**Consigne:** Reproduisez à l'identique, s'il vous plaît, un passage de l'extrait sur la ZFE de Lyon : commencez aux mots "D'accord sur le" et arrêtez-vous après "selon la ville.".

**Extrait du document:**
D'accord sur le principe d'une ZFE, pas sur la forme
Un constat alarmant partagé par les différents groupes d’oppositions qui assurent ne pas remettre en cause le principe de la ZFE, "il est évident que tous nous sommes favorables à vivre dans un air moins pollué", explique ainsi l’élue du 6e arrondissement de la Droite et du centre Laurence Croizier, mais qui s’opposent en revanche à sa forme et aux velléités d’accélérations de la Métropole de Lyon, par rapport au calendrier proposé par l’État. Pour bon nombre d’entre eux cela va trop vite, "les gens n’ont pas anticipé cela" s’inquiète Gérard Collomb, alors que dès septembre 2022 la première amplification de la ZFE interdira aux véhicules particuliers de Crit’Air 5 et plus de circuler et stationner à Lyon, soit environ près de 3% du parc lyonnais (6 000 véhicules), selon la ville.

**Entrées fournies:**

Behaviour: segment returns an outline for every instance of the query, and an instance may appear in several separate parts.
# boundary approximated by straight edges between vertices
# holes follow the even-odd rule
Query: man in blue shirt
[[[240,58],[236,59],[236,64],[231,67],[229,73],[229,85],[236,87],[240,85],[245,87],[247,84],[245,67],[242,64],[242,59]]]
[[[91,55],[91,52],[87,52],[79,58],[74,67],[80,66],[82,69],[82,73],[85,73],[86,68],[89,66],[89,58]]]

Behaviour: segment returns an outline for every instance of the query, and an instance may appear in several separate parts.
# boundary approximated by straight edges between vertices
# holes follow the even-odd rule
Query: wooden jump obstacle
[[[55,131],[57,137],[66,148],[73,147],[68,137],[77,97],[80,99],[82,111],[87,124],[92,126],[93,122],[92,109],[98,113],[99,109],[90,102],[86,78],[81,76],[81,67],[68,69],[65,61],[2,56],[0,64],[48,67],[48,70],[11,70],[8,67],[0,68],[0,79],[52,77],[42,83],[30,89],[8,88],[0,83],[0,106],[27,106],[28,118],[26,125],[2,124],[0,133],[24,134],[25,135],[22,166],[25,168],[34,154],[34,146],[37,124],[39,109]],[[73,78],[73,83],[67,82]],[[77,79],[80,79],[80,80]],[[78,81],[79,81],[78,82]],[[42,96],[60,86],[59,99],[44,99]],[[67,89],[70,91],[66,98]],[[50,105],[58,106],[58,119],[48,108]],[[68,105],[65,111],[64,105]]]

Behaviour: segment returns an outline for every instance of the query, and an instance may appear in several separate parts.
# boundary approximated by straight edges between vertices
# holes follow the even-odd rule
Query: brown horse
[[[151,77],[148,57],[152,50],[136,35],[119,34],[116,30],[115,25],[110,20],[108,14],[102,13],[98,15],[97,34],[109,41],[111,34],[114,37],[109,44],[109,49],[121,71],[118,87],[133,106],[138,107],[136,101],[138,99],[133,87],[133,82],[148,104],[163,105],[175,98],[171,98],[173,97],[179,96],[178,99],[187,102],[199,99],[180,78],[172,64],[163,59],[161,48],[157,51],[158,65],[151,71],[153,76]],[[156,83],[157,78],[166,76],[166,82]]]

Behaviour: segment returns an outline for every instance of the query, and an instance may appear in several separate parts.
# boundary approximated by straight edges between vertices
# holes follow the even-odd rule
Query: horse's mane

**Réponse rédigée:**
D'accord sur le principe d'une ZFE, pas sur la forme
Un constat alarmant partagé par les différents groupes d’oppositions qui assurent ne pas remettre en cause le principe de la ZFE, "il est évident que tous nous sommes favorables à vivre dans un air moins pollué", explique ainsi l’élue du 6e arrondissement de la Droite et du centre Laurence Croizier, mais qui s’opposent en revanche à sa forme et aux velléités d’accélérations de la Métropole de Lyon, par rapport au calendrier proposé par l’État. Pour bon nombre d’entre eux cela va trop vite, "les gens n’ont pas anticipé cela" s’inquiète Gérard Collomb, alors que dès septembre 2022 la première amplification de la ZFE interdira aux véhicules particuliers de Crit’Air 5 et plus de circuler et stationner à Lyon, soit environ près de 3% du parc lyonnais (6 000 véhicules), selon la ville.